[Region labeling entries]
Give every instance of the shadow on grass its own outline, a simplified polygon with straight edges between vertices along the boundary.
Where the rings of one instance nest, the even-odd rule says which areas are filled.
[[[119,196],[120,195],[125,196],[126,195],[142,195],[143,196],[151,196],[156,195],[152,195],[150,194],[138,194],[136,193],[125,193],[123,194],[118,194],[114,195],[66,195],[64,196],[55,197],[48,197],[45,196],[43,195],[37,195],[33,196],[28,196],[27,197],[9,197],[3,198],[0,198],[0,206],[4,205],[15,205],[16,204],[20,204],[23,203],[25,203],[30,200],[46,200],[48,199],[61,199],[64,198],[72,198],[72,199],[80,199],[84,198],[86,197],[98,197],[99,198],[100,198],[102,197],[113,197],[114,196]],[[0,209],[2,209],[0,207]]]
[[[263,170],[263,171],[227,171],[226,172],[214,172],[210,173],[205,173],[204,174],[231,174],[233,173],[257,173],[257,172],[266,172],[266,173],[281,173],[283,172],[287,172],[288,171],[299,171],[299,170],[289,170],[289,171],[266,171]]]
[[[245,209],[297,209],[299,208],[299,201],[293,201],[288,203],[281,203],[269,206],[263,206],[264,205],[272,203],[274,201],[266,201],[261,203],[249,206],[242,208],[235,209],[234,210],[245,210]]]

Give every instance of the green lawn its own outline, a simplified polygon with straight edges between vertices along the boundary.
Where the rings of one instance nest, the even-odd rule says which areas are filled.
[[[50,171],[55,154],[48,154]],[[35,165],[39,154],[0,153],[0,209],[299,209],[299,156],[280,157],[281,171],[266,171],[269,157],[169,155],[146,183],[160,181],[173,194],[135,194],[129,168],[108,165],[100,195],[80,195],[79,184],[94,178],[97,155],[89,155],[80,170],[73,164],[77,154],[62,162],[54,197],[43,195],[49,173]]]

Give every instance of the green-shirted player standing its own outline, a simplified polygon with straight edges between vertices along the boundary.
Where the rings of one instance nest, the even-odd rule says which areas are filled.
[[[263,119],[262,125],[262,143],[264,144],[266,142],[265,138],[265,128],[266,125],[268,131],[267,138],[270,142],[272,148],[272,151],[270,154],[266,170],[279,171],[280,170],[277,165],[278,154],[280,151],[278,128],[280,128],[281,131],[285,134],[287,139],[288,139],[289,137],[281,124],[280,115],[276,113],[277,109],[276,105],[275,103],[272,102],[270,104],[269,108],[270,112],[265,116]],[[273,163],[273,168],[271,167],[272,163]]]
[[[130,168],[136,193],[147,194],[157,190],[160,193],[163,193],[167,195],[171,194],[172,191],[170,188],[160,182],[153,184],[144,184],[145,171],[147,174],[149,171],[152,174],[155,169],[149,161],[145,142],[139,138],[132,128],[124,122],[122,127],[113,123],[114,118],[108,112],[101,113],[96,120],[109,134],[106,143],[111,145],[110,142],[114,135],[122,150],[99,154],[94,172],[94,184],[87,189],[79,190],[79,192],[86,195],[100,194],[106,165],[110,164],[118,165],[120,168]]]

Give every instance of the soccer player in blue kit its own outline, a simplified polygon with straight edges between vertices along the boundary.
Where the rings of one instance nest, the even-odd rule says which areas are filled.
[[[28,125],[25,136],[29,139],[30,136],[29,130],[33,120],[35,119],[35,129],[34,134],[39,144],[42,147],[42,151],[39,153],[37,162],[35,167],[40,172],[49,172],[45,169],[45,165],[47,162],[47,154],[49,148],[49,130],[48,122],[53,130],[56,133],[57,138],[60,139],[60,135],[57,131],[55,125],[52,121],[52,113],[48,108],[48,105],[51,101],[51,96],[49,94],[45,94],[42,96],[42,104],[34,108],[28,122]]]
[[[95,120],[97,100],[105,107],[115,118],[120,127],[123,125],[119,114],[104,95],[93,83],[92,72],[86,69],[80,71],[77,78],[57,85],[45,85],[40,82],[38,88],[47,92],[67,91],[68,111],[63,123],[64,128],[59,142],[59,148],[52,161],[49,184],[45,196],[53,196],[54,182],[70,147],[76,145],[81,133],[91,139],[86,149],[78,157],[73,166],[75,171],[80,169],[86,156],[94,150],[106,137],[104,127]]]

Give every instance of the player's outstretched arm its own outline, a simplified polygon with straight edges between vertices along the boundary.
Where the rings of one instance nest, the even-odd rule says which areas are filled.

[EXERCISE DESCRIPTION] Copy out the records word for word, from the line containing "Give every instance of the player's" through the end of the records.

[THE SOLUTION]
Give every instance of the player's outstretched arm its own outline, a simplified polygon with straight edges between vertices along the boundary.
Where the rings of one instance nest, the even-odd rule says which areas are filled.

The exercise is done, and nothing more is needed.